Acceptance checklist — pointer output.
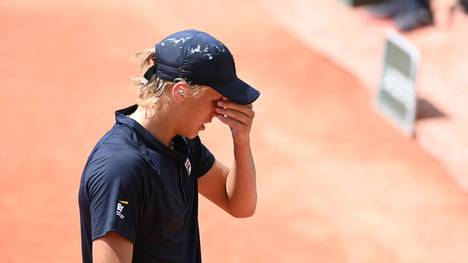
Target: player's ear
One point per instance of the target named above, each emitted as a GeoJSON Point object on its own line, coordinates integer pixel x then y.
{"type": "Point", "coordinates": [180, 91]}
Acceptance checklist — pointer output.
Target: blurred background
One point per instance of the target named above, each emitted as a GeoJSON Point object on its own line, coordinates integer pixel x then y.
{"type": "Point", "coordinates": [337, 181]}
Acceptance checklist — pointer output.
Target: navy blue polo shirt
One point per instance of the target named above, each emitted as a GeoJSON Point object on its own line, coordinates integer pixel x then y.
{"type": "Point", "coordinates": [134, 185]}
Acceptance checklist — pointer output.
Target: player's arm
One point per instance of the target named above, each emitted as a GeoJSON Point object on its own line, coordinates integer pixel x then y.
{"type": "Point", "coordinates": [234, 189]}
{"type": "Point", "coordinates": [112, 248]}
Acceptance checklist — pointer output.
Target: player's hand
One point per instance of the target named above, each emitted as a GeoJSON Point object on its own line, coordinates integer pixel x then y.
{"type": "Point", "coordinates": [238, 117]}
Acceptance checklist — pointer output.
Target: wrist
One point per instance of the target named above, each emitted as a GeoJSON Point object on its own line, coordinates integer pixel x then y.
{"type": "Point", "coordinates": [242, 142]}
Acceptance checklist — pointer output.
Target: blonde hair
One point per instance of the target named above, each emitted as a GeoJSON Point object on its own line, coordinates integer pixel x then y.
{"type": "Point", "coordinates": [152, 93]}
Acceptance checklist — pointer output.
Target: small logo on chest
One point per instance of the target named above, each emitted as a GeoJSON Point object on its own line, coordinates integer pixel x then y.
{"type": "Point", "coordinates": [188, 166]}
{"type": "Point", "coordinates": [120, 207]}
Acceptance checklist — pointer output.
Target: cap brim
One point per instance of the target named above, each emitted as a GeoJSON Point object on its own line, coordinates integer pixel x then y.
{"type": "Point", "coordinates": [238, 91]}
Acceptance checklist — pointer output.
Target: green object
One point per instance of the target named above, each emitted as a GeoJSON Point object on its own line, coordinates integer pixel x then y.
{"type": "Point", "coordinates": [397, 89]}
{"type": "Point", "coordinates": [361, 2]}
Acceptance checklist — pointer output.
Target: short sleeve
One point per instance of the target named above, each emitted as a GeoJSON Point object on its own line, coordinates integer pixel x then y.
{"type": "Point", "coordinates": [206, 158]}
{"type": "Point", "coordinates": [115, 194]}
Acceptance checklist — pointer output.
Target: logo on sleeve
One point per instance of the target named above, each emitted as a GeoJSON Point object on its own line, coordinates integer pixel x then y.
{"type": "Point", "coordinates": [120, 207]}
{"type": "Point", "coordinates": [188, 166]}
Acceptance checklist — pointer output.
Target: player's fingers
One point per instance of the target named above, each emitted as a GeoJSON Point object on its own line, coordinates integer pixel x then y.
{"type": "Point", "coordinates": [233, 114]}
{"type": "Point", "coordinates": [230, 121]}
{"type": "Point", "coordinates": [245, 109]}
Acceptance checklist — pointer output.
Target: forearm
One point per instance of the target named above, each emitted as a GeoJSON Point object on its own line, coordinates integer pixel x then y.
{"type": "Point", "coordinates": [241, 182]}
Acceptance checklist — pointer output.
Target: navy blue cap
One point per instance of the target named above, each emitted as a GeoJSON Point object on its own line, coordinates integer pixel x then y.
{"type": "Point", "coordinates": [199, 58]}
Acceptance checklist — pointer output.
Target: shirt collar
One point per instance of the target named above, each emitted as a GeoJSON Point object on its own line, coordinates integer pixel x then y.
{"type": "Point", "coordinates": [180, 147]}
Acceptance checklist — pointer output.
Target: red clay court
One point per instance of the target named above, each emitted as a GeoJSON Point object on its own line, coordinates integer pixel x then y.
{"type": "Point", "coordinates": [337, 182]}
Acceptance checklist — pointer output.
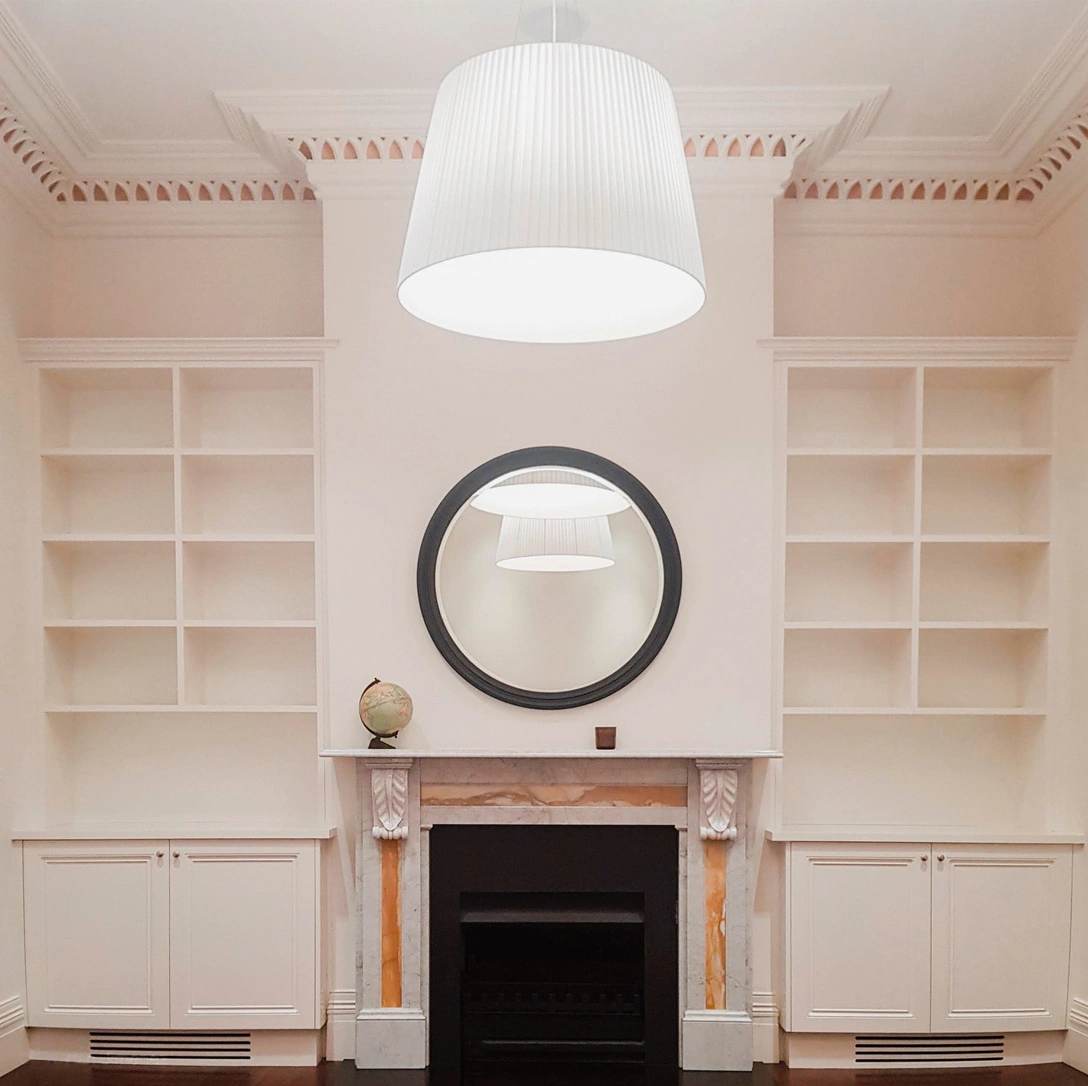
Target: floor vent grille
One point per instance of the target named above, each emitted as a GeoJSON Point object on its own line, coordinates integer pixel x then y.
{"type": "Point", "coordinates": [929, 1050]}
{"type": "Point", "coordinates": [125, 1046]}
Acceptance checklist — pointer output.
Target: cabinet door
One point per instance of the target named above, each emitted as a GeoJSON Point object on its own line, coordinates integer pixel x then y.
{"type": "Point", "coordinates": [858, 938]}
{"type": "Point", "coordinates": [1001, 937]}
{"type": "Point", "coordinates": [97, 942]}
{"type": "Point", "coordinates": [243, 935]}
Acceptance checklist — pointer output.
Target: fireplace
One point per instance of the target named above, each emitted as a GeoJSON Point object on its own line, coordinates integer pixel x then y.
{"type": "Point", "coordinates": [528, 911]}
{"type": "Point", "coordinates": [553, 943]}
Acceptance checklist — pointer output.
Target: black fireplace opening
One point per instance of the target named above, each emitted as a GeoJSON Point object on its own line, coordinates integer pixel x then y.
{"type": "Point", "coordinates": [553, 977]}
{"type": "Point", "coordinates": [553, 946]}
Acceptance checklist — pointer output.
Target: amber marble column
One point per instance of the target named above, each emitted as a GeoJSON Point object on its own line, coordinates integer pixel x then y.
{"type": "Point", "coordinates": [391, 923]}
{"type": "Point", "coordinates": [714, 863]}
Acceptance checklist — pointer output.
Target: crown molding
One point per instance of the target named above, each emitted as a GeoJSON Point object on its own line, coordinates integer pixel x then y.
{"type": "Point", "coordinates": [905, 218]}
{"type": "Point", "coordinates": [186, 220]}
{"type": "Point", "coordinates": [1017, 139]}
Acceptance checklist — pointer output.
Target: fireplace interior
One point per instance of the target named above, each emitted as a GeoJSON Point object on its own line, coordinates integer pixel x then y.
{"type": "Point", "coordinates": [553, 946]}
{"type": "Point", "coordinates": [553, 977]}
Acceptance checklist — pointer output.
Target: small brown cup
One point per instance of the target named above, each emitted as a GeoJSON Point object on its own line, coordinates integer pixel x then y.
{"type": "Point", "coordinates": [606, 739]}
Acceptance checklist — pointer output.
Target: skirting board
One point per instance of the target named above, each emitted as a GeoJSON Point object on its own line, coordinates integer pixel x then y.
{"type": "Point", "coordinates": [390, 1037]}
{"type": "Point", "coordinates": [271, 1048]}
{"type": "Point", "coordinates": [716, 1040]}
{"type": "Point", "coordinates": [837, 1050]}
{"type": "Point", "coordinates": [14, 1050]}
{"type": "Point", "coordinates": [765, 1029]}
{"type": "Point", "coordinates": [13, 1047]}
{"type": "Point", "coordinates": [1075, 1050]}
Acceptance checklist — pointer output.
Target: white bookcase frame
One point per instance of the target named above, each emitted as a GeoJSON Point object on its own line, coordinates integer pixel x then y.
{"type": "Point", "coordinates": [916, 493]}
{"type": "Point", "coordinates": [164, 461]}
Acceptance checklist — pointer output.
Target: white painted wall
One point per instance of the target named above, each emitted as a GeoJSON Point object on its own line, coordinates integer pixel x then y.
{"type": "Point", "coordinates": [187, 286]}
{"type": "Point", "coordinates": [917, 284]}
{"type": "Point", "coordinates": [411, 409]}
{"type": "Point", "coordinates": [24, 273]}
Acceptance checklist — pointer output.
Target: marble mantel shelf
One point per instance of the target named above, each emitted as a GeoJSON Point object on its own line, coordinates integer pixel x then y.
{"type": "Point", "coordinates": [366, 752]}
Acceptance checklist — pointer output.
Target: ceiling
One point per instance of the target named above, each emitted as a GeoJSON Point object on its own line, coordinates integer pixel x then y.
{"type": "Point", "coordinates": [148, 70]}
{"type": "Point", "coordinates": [139, 107]}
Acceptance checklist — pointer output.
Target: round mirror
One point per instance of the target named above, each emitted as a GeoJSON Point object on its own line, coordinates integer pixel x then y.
{"type": "Point", "coordinates": [548, 578]}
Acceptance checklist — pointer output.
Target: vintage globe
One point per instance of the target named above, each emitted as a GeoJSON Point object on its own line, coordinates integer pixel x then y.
{"type": "Point", "coordinates": [384, 708]}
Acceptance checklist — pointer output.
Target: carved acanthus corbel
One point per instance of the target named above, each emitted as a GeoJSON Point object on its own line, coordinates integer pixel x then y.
{"type": "Point", "coordinates": [390, 790]}
{"type": "Point", "coordinates": [718, 787]}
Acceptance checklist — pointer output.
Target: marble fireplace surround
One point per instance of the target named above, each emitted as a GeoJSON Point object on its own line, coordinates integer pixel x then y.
{"type": "Point", "coordinates": [404, 793]}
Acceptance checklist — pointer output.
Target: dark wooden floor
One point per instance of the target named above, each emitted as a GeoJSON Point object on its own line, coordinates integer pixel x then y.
{"type": "Point", "coordinates": [345, 1074]}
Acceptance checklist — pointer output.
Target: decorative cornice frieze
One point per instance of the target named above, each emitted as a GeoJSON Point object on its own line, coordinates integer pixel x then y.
{"type": "Point", "coordinates": [911, 188]}
{"type": "Point", "coordinates": [31, 156]}
{"type": "Point", "coordinates": [743, 145]}
{"type": "Point", "coordinates": [1061, 158]}
{"type": "Point", "coordinates": [388, 785]}
{"type": "Point", "coordinates": [210, 190]}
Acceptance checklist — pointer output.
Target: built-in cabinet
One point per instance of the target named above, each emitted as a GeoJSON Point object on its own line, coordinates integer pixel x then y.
{"type": "Point", "coordinates": [172, 935]}
{"type": "Point", "coordinates": [927, 937]}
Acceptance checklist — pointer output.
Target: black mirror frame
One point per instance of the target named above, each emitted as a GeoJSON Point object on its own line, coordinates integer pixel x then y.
{"type": "Point", "coordinates": [523, 459]}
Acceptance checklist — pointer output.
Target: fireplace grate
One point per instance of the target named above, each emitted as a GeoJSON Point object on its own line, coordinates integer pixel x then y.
{"type": "Point", "coordinates": [508, 997]}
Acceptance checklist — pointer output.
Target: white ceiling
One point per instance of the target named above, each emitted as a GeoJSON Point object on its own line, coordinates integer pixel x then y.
{"type": "Point", "coordinates": [148, 70]}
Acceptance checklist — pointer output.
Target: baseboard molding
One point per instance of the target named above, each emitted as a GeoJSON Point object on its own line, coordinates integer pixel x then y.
{"type": "Point", "coordinates": [1075, 1049]}
{"type": "Point", "coordinates": [271, 1048]}
{"type": "Point", "coordinates": [14, 1049]}
{"type": "Point", "coordinates": [340, 1027]}
{"type": "Point", "coordinates": [764, 1027]}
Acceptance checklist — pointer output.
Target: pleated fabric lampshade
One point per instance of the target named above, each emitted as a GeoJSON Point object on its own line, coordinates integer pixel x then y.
{"type": "Point", "coordinates": [553, 202]}
{"type": "Point", "coordinates": [549, 493]}
{"type": "Point", "coordinates": [530, 543]}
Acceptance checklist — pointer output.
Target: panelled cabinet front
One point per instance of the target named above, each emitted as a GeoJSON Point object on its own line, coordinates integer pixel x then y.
{"type": "Point", "coordinates": [243, 951]}
{"type": "Point", "coordinates": [1000, 937]}
{"type": "Point", "coordinates": [928, 938]}
{"type": "Point", "coordinates": [97, 935]}
{"type": "Point", "coordinates": [172, 935]}
{"type": "Point", "coordinates": [860, 938]}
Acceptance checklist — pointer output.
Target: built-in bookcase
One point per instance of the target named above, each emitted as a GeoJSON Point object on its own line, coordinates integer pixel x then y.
{"type": "Point", "coordinates": [917, 511]}
{"type": "Point", "coordinates": [180, 526]}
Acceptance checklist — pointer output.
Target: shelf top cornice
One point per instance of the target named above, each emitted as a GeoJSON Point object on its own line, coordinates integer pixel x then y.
{"type": "Point", "coordinates": [486, 755]}
{"type": "Point", "coordinates": [208, 350]}
{"type": "Point", "coordinates": [922, 835]}
{"type": "Point", "coordinates": [984, 350]}
{"type": "Point", "coordinates": [171, 830]}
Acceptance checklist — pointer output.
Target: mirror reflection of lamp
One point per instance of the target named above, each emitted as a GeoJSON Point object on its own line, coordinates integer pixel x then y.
{"type": "Point", "coordinates": [555, 546]}
{"type": "Point", "coordinates": [553, 520]}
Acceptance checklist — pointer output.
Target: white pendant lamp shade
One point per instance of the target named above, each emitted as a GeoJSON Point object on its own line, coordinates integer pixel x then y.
{"type": "Point", "coordinates": [549, 494]}
{"type": "Point", "coordinates": [555, 546]}
{"type": "Point", "coordinates": [553, 202]}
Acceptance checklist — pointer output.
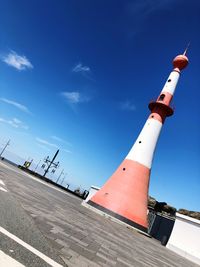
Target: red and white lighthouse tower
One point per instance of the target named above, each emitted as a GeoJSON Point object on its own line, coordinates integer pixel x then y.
{"type": "Point", "coordinates": [125, 194]}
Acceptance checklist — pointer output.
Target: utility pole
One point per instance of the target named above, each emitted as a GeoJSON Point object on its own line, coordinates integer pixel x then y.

========================

_YOUR OBJECTIVE_:
List every line from the records above that contains the string "blue". Case counts.

_RESPONSE TO THE EXERCISE_:
Target: navy blue polo shirt
Target: navy blue cap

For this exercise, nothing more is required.